Having most of the device consist of advertising compromises the effectiveness of the idea and the ability of responders - especially those from outside your district, to recognize the symbol - which is the whole purpose. You might eventually see one small line of text on the ICE Sticker to identify the source (ICE4SAFETY) or the agency using the system. We don't need to advertise because we aren't planning to spend $500K on a marketing campaign.

Still considering placing that advertisement on your ski helmet, bicycle, car, or snowmobile? We have conditioned ourselves to advertise the likes of Nike and North Face on our shirts and jackets, so maybe that is what you have come to expect......but this about safety - right?

How about if your fire/police/city/non profit were to have their name on stickers and posters and brochures that promoted a safety program? Would that make more sense? Will the program sponsor allow you to place your name on program materials or just be a supporter endorsing their product?

-----

__Activity list__
• A. Answer these from the passage on ICE stickers and advertising:
(i) What might the one small line of text on the ICE Sticker identify?
(ii) What sum does the passage say there are no plans to spend on a marketing campaign?
(iii) Which two brands are named as being advertised on shirts and jackets?
• B. Pick up the passage on ICE stickers and advertising after its final sentence and write a continuation.
The lines that follow aren't needed for anything here.

__Information given__
-----

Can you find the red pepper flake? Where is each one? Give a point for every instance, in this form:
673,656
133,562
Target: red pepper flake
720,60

-----

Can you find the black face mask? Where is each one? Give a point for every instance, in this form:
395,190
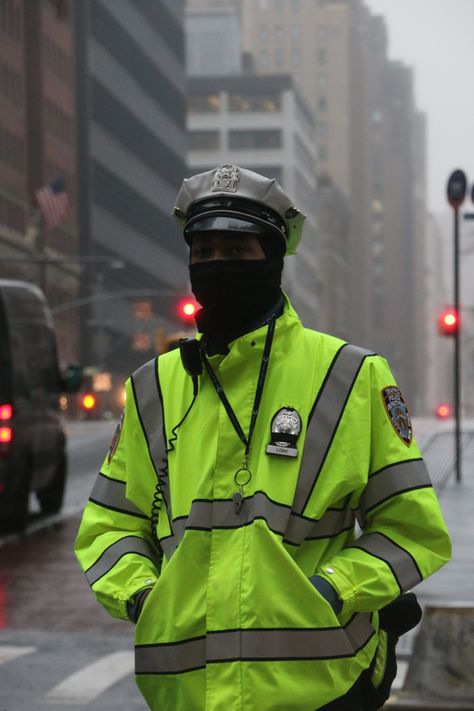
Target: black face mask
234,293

-----

__Solved tasks__
• A.
(i) It might identify the source (ICE4SAFETY) or the agency using the system.
(ii) $500K.
(iii) Nike and North Face.

• B.
Also you may want to consider how you might improve the distribution of the Vial Materials through other outlets - if advertising conflicts are a problem then you are hampered in your overall effectiveness.

Most charities will have an event and feature multiple sponsors on a brochure, banner or poster - some undoubtedly will be competitors. Consider how this might affect your rolling out your Vial Program if you are counting on multiple community sponsors using a proprietary advertising based program.

Depending on the type of design offered, you by all means would NOT want to display a picture of a drug vial on your car, your home or apartment door for all the local robbers and burglars to see given the widespread problem with prescription drug misuse.

Let's face it, most people are unwilling to take (much) time when it comes to making sure they are equipped to survive. Look around - people wearing flip flops or bedroom pajamas and slippers out in public malls or when this stylish or simply clueless? So it comes as no surprise really that many people will follow the path of least resistance - even with their own safety...and often with the same predictable result.

So, if you are a large drug chain and want to gain a competitive marketing advantage over other chains in this area - simply don't spend $500K -$1M in advertising start up to establish (not maintain) a new image - just use ICE.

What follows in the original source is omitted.